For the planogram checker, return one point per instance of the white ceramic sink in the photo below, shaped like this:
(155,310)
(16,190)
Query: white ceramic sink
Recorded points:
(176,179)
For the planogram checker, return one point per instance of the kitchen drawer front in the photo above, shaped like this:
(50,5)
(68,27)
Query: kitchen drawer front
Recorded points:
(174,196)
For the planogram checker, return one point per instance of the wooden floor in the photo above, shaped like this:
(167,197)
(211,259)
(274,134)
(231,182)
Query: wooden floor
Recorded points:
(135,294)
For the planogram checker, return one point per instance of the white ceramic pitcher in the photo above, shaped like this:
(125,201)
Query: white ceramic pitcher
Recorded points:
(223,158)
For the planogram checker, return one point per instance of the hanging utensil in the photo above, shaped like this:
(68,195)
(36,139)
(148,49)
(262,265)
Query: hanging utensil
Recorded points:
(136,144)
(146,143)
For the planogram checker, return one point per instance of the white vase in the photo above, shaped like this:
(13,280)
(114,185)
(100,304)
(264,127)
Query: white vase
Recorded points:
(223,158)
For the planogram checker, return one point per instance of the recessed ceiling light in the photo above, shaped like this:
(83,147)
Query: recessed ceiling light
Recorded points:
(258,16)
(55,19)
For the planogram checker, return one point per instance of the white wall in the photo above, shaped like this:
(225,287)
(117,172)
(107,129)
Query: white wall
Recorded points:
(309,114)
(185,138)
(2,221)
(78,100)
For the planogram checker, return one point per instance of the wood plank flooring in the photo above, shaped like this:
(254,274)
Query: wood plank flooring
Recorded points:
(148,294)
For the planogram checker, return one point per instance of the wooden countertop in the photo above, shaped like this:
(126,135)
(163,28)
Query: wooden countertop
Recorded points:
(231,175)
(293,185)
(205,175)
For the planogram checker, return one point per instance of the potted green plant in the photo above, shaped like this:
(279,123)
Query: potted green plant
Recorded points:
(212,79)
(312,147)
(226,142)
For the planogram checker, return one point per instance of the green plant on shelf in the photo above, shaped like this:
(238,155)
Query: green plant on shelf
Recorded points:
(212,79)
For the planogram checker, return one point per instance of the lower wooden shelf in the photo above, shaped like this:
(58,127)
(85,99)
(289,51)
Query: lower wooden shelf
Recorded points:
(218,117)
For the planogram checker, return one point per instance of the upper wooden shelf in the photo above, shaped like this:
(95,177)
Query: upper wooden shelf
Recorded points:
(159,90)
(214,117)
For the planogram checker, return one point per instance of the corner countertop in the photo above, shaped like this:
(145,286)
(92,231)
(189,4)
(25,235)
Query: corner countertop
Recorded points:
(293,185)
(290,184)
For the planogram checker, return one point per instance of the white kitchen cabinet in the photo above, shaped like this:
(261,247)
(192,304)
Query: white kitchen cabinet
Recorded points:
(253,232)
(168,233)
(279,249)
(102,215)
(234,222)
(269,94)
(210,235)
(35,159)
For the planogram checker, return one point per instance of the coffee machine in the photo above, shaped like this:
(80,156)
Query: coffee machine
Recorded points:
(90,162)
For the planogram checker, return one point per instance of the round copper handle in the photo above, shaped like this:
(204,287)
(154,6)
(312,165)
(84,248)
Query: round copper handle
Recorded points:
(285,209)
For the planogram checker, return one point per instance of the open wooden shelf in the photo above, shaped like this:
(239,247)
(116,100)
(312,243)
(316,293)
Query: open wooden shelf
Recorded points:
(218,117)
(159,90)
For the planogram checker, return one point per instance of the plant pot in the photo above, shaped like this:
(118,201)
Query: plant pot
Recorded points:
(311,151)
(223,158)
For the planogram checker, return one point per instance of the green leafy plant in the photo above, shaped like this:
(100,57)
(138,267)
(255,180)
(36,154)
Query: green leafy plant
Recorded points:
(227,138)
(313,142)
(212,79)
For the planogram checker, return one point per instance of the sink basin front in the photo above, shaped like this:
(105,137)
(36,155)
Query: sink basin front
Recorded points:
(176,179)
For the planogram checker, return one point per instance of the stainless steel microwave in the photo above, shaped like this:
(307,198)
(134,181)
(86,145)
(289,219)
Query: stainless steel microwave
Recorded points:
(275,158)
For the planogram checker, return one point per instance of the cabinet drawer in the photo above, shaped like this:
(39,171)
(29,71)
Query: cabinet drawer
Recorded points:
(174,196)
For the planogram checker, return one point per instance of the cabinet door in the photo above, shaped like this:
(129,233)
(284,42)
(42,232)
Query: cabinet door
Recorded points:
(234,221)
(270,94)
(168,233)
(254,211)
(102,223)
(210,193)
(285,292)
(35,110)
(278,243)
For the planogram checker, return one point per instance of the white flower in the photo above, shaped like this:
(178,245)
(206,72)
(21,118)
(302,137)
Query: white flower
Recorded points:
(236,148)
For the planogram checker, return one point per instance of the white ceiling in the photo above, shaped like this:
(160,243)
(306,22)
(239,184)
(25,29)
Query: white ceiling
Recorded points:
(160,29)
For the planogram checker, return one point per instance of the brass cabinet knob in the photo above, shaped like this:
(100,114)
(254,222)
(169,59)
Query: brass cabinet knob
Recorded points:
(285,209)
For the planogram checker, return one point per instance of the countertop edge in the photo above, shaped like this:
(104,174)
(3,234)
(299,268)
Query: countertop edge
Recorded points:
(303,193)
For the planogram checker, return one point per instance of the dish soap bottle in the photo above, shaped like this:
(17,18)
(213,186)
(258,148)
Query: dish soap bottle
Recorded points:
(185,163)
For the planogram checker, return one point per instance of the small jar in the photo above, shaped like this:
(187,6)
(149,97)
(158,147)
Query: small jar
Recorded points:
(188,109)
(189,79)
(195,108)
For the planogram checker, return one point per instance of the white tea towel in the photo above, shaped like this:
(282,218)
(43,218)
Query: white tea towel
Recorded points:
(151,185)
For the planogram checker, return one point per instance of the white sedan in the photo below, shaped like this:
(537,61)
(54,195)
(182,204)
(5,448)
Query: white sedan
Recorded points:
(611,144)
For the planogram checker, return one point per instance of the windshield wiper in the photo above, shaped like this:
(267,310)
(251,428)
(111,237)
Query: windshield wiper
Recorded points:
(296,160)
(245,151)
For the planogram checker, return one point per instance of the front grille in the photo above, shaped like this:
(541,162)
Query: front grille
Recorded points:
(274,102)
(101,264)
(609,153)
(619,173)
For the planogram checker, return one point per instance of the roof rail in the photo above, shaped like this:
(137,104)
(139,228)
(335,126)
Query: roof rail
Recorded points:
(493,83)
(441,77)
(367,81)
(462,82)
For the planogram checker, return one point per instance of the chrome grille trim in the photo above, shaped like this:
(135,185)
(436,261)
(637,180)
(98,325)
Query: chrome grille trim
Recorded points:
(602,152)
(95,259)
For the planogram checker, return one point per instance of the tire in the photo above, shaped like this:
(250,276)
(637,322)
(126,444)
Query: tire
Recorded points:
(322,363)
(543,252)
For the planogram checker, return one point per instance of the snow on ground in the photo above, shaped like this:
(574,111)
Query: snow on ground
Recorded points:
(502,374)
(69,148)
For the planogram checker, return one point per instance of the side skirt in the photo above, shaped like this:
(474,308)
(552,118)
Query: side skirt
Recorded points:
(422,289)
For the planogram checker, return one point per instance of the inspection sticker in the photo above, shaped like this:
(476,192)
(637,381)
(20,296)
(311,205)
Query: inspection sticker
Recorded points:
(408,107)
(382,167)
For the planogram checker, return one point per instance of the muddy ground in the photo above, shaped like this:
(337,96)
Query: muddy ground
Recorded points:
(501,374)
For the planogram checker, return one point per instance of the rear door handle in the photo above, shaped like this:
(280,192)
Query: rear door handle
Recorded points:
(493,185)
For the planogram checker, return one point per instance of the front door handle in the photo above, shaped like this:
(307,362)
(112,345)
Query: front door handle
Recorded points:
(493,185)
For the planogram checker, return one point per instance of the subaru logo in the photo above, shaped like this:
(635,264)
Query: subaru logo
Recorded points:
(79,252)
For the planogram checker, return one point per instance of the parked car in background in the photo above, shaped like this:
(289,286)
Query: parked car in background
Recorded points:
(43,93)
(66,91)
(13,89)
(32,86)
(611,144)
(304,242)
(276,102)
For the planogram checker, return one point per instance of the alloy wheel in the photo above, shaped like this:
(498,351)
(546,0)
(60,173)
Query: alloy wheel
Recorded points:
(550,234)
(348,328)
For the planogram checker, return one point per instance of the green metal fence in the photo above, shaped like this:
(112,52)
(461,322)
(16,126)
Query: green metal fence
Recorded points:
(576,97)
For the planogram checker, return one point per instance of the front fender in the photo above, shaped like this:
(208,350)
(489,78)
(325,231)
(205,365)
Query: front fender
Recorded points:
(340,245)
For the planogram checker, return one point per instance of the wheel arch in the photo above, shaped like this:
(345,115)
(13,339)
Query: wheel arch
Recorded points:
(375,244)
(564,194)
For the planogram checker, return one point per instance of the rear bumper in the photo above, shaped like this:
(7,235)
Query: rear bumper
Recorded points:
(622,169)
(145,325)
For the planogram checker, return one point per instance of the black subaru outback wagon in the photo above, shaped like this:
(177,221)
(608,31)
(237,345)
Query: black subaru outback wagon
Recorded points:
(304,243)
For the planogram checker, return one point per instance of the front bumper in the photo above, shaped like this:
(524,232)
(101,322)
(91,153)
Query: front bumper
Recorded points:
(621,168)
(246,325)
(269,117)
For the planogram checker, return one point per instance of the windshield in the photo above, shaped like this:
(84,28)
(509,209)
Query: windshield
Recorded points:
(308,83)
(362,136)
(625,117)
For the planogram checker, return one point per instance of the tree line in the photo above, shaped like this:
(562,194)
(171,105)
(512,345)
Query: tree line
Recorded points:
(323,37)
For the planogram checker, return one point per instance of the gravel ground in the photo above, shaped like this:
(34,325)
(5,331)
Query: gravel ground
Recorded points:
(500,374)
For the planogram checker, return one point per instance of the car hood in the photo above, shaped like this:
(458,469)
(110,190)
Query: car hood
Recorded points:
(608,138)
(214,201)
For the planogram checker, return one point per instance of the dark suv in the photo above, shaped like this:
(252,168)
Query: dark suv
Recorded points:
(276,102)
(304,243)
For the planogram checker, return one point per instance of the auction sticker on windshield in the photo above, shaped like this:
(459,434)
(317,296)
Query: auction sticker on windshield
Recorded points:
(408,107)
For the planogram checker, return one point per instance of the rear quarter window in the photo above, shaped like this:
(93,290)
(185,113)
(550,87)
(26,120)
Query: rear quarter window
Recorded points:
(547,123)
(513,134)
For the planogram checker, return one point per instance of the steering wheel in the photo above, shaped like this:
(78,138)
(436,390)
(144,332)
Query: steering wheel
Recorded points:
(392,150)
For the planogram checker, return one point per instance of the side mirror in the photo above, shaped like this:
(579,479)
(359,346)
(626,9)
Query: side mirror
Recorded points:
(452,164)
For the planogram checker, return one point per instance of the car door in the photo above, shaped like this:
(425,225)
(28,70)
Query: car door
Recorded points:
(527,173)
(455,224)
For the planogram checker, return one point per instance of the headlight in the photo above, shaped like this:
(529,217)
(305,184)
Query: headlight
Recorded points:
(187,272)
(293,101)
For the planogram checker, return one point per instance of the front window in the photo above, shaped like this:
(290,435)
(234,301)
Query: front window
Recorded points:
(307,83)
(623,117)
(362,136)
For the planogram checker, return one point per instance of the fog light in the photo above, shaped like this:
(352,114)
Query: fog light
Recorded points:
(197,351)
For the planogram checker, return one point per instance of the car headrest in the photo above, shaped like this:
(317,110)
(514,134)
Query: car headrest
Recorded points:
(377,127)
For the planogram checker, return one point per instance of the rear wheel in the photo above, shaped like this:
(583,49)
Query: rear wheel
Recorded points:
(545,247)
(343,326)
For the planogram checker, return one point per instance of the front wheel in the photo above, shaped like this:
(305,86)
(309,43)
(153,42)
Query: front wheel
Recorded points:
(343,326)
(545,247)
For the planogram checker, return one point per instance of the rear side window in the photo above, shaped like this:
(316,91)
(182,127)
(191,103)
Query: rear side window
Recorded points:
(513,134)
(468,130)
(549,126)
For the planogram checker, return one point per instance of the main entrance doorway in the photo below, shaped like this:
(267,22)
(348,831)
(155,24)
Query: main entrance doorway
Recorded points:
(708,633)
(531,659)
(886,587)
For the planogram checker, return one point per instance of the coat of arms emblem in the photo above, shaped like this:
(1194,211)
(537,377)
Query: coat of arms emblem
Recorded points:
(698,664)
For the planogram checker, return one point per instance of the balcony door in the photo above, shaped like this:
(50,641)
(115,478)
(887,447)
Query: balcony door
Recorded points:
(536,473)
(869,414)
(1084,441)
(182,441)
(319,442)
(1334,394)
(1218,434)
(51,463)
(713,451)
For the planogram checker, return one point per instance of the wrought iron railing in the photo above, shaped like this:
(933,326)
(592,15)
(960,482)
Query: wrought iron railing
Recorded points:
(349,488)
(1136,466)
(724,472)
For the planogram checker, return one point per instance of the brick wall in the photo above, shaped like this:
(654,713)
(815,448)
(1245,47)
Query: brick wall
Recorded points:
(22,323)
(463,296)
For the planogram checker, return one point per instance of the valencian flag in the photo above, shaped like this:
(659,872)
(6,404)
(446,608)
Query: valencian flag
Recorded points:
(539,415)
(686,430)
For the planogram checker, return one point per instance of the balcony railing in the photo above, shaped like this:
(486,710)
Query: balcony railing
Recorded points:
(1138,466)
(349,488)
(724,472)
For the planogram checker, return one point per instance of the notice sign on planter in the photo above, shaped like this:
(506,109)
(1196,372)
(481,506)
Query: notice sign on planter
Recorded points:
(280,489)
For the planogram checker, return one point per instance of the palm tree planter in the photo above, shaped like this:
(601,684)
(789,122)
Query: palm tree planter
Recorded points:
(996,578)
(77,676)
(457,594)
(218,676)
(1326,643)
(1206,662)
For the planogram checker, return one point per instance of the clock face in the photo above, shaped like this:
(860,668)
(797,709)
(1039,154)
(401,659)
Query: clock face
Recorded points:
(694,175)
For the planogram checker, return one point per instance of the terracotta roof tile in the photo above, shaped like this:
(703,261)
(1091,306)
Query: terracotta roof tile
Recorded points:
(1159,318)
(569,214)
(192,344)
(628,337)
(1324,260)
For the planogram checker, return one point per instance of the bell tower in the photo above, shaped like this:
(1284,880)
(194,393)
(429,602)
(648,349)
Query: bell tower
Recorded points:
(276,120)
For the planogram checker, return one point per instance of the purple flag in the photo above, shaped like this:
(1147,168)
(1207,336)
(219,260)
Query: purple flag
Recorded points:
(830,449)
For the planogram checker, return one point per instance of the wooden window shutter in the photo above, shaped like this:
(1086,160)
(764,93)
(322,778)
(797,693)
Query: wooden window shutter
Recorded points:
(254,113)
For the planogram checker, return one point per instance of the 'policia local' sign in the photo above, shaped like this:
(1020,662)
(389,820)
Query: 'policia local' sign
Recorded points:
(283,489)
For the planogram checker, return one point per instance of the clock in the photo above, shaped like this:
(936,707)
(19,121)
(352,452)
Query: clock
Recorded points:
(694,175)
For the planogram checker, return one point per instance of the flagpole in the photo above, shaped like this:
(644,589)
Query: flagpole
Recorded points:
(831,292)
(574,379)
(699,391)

:::::

WHAT THE EXERCISE ASKS: Copy out the lines word for word, starting with the line that contains "of the flagpole" and going on through the last of the lines.

TASK SOLUTION:
For the planogram checker, return one point per instance of the flagpole in the photo above, shaped like this:
(644,589)
Query: flagpole
Recorded points:
(831,292)
(574,379)
(699,391)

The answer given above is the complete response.